■ INSTRUCTIONS TO FOLLOW:
Set all the entries down again, unaltered.

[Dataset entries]
== Segment start ==
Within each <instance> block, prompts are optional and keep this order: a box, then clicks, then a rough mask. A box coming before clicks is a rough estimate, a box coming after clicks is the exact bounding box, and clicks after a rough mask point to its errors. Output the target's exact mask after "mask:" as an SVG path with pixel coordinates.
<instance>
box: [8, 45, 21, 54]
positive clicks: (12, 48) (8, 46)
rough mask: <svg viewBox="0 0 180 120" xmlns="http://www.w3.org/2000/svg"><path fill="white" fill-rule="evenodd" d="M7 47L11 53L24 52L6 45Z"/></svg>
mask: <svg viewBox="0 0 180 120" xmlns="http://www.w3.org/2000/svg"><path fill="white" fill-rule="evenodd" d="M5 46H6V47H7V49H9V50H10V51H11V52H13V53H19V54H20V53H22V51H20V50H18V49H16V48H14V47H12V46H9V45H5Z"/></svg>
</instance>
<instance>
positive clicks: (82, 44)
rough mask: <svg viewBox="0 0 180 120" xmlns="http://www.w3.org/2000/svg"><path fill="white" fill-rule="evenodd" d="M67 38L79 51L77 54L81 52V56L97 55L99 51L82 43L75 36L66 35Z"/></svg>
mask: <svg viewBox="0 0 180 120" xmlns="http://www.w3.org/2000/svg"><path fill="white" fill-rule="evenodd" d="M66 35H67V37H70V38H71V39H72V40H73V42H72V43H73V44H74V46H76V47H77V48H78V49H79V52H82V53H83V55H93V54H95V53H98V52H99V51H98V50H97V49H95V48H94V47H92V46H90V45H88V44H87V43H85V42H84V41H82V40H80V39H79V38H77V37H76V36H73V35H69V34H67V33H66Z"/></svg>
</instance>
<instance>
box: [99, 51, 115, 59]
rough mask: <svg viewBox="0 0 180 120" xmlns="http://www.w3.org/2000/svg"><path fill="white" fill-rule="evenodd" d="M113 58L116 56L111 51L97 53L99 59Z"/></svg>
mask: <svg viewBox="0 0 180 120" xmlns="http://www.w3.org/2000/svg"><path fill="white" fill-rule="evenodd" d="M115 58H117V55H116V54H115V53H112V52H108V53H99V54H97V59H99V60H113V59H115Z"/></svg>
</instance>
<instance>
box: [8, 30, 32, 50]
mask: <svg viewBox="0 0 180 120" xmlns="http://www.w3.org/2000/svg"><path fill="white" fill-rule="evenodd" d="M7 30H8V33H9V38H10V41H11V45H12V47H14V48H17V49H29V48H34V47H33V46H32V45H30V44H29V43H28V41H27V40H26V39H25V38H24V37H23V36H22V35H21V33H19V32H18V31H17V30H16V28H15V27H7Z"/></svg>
== Segment end ==
■ RESULT:
Within each <instance> block, prompts are optional and keep this order: a box, then clicks, then a rough mask. A box coming before clicks is a rough estimate, a box coming after clicks is the exact bounding box, and clicks after a rough mask point to its errors. Output the target's exact mask after "mask:" as an SVG path with pixel coordinates.
<instance>
box: [8, 45, 21, 54]
positive clicks: (12, 48) (8, 46)
rough mask: <svg viewBox="0 0 180 120" xmlns="http://www.w3.org/2000/svg"><path fill="white" fill-rule="evenodd" d="M7 47L11 53L24 52L6 45Z"/></svg>
mask: <svg viewBox="0 0 180 120" xmlns="http://www.w3.org/2000/svg"><path fill="white" fill-rule="evenodd" d="M5 46H6V47H7V49H9V50H10V51H11V52H13V53H19V54H20V53H22V51H20V50H18V49H16V48H14V47H12V46H9V45H5Z"/></svg>
</instance>
<instance>
positive clicks: (82, 44)
rough mask: <svg viewBox="0 0 180 120" xmlns="http://www.w3.org/2000/svg"><path fill="white" fill-rule="evenodd" d="M67 38L79 51L77 54L81 52V56L97 55L99 51L82 43L75 36L66 35Z"/></svg>
mask: <svg viewBox="0 0 180 120" xmlns="http://www.w3.org/2000/svg"><path fill="white" fill-rule="evenodd" d="M66 35H67V37H70V38H71V39H72V40H73V42H72V43H73V44H74V46H76V47H77V48H78V49H79V52H82V53H83V55H93V54H95V53H98V52H99V51H98V50H97V49H95V48H94V47H92V46H90V45H88V44H87V43H85V42H84V41H82V40H80V39H79V38H77V37H76V36H73V35H69V34H67V33H66Z"/></svg>
</instance>
<instance>
box: [99, 51, 115, 59]
rough mask: <svg viewBox="0 0 180 120" xmlns="http://www.w3.org/2000/svg"><path fill="white" fill-rule="evenodd" d="M113 58L116 56L111 51L97 53L99 59Z"/></svg>
mask: <svg viewBox="0 0 180 120" xmlns="http://www.w3.org/2000/svg"><path fill="white" fill-rule="evenodd" d="M115 58H117V55H116V54H115V53H112V52H108V53H99V54H97V59H99V60H113V59H115Z"/></svg>
</instance>
<instance>
box: [8, 30, 32, 50]
mask: <svg viewBox="0 0 180 120" xmlns="http://www.w3.org/2000/svg"><path fill="white" fill-rule="evenodd" d="M7 30H8V33H9V38H10V41H11V45H12V47H14V48H17V49H29V48H34V47H33V46H32V45H30V44H29V43H28V41H27V40H26V39H25V38H24V37H23V36H22V35H21V33H19V32H18V31H17V30H16V28H15V27H7Z"/></svg>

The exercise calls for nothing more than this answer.